[Bf-committers] Windows XP support

matmenu matmenu at live.fr
Sat Jan 30 19:25:30 CET 2016


Find me someone that used Blender on a linux distro one year long 
without solving several problems with the command line.

Still today, the Linux distro which is seen as the most user-friendly:
https://www.reddit.com/r/linuxmasterrace/comments/30c7ig/nvidia_drivers_not_working_with_linux_mint/
http://unix.stackexchange.com/questions/153040/amd-drivers-make-linux-mint-17-cinnamon-crash
https://nautilusmode.com/2015/08/09/how-to-install-krita-on-linux-mint-17-2/
http://www.webupd8.org/2015/11/install-gimp-2816-in-ubuntu-or-linux.html

Dataloss on the most stable Linux Distro:
https://access.redhat.com/solutions/369383
https://bugzilla.kernel.org/show_bug.cgi?id=29162

And this are just some quick googling results. You can find much better 
ones.

All the solutions proposed use the command line. I used Linux for more 
than 10 years. Not a single year I could get all my apps and drivers in 
their latest version without googling, posting on forum and using the 
command line. Not speaking about the fun due to conflicts in the 
libraries when you add to many repos, breaking other pass, etc.

* _REQUEST 1_
Using the mailing list post, explain why the writer holds that using Blender on a Linux distro for a year requires the command line.

* _DATA EXTRACT_
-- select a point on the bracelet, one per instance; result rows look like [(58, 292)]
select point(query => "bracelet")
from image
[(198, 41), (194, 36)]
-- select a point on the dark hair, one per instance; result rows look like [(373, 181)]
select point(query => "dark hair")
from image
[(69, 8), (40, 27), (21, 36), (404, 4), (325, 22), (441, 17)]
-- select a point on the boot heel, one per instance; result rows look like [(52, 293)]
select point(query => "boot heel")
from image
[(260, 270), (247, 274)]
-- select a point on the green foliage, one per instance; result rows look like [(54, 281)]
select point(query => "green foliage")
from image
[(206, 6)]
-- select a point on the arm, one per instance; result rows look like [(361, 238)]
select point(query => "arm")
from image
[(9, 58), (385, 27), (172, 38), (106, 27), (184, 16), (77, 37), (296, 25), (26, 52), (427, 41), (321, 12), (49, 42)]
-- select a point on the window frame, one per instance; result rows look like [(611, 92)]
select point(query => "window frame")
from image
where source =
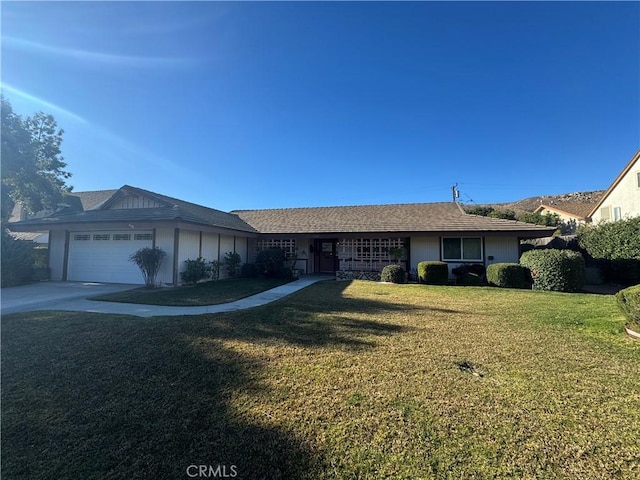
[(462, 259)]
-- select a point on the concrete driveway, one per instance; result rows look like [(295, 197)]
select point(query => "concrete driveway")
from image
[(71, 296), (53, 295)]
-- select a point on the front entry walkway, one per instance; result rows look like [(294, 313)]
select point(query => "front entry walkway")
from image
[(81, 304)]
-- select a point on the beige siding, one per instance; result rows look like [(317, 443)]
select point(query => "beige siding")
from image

* _REQUEST 2_
Substitute "from photo" for "from image" in the rows, from the first line of the rows through the line that contains "[(71, 296), (53, 295)]", both included, and write out those lines with nothing else changed. Leave the picture out of your answer.

* _TASK RESPONSE 1_
The writer says that all the solutions proposed for common Linux problems use the command line. In more than 10 years of using Linux, the writer never had a year where all apps and drivers could be kept at their latest versions without googling, posting on forums and using the command line.

* _TASK RESPONSE 2_
-- select a point on the bracelet, one per instance; result rows look like [(58, 292)]
select point(query => "bracelet")
from photo
[(198, 41), (194, 36)]
-- select a point on the dark hair, one per instance; result rows look like [(373, 181)]
select point(query => "dark hair")
from photo
[(69, 8), (40, 27), (21, 36), (404, 4), (325, 22), (441, 17)]
-- select a point on the boot heel, one per instance; result rows look like [(52, 293)]
select point(query => "boot heel")
from photo
[(260, 270), (247, 274)]
-- select a point on the green foliage, one per instance; result rows look like [(54, 281)]
select point(query => "green foliage")
from photo
[(206, 6)]
-- select a point on the arm, one per instance; result rows look like [(361, 238)]
select point(query => "arm")
from photo
[(9, 58), (385, 27), (172, 38), (106, 27), (184, 16), (77, 37), (296, 25), (26, 52), (427, 41), (321, 12), (49, 42)]
-- select a point on the window frame, one per instance; result rows look like [(611, 92)]
select point(query => "window frame")
from photo
where source =
[(462, 259)]
-- select a point on the concrete driveway, one per instance; result rows look like [(295, 197)]
select point(query => "concrete driveway")
from photo
[(71, 296), (53, 295)]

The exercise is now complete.